>>>>>

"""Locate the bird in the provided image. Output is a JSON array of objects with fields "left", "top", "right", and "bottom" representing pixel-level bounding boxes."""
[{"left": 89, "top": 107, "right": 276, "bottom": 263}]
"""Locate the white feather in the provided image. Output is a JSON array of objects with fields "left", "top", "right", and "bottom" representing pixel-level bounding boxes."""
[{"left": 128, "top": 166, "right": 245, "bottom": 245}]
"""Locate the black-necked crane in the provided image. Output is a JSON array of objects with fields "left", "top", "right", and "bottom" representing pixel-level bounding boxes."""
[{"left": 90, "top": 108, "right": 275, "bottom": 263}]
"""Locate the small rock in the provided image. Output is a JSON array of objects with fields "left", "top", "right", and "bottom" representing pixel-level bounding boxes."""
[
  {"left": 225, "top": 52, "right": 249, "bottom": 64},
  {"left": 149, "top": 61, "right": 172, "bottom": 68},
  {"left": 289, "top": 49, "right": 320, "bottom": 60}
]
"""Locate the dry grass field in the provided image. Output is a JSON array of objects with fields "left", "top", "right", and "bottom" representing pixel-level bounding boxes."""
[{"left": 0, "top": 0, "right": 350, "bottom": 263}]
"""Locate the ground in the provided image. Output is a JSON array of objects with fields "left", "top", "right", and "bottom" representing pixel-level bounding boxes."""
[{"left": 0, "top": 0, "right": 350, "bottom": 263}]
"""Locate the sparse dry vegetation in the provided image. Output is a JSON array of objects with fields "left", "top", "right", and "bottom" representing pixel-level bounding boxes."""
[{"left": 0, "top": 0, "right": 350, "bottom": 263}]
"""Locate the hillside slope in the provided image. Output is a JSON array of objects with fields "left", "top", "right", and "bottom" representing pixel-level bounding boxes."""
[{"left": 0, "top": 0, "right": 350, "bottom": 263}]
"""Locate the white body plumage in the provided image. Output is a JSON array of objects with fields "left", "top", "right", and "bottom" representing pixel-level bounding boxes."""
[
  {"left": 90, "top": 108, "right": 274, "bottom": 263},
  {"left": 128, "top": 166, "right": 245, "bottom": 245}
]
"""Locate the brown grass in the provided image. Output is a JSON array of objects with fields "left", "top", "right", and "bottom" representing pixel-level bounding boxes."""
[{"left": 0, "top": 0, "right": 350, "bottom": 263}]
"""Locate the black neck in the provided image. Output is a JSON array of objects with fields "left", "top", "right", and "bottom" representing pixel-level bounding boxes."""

<<<<<

PROBLEM DESCRIPTION: Repeat the line that contains "the white body", then every line after it until the records end, with nothing added.

ANSWER IN FULL:
"""Locate the white body plumage in the provided image. Output is a JSON array of objects with fields "left", "top", "right", and "bottom" representing pixel-level bounding boxes."""
[
  {"left": 90, "top": 108, "right": 274, "bottom": 263},
  {"left": 128, "top": 166, "right": 245, "bottom": 245}
]
"""Locate the brown grass in the provided image. Output is a JSON array of objects with fields "left", "top", "right", and "bottom" representing pixel-level bounding boxes."""
[{"left": 0, "top": 0, "right": 350, "bottom": 263}]
"""Locate the black neck in the provided image. Output is a JSON array of objects with fields "left", "top", "right", and "bottom" representing pixel-level bounding boxes."""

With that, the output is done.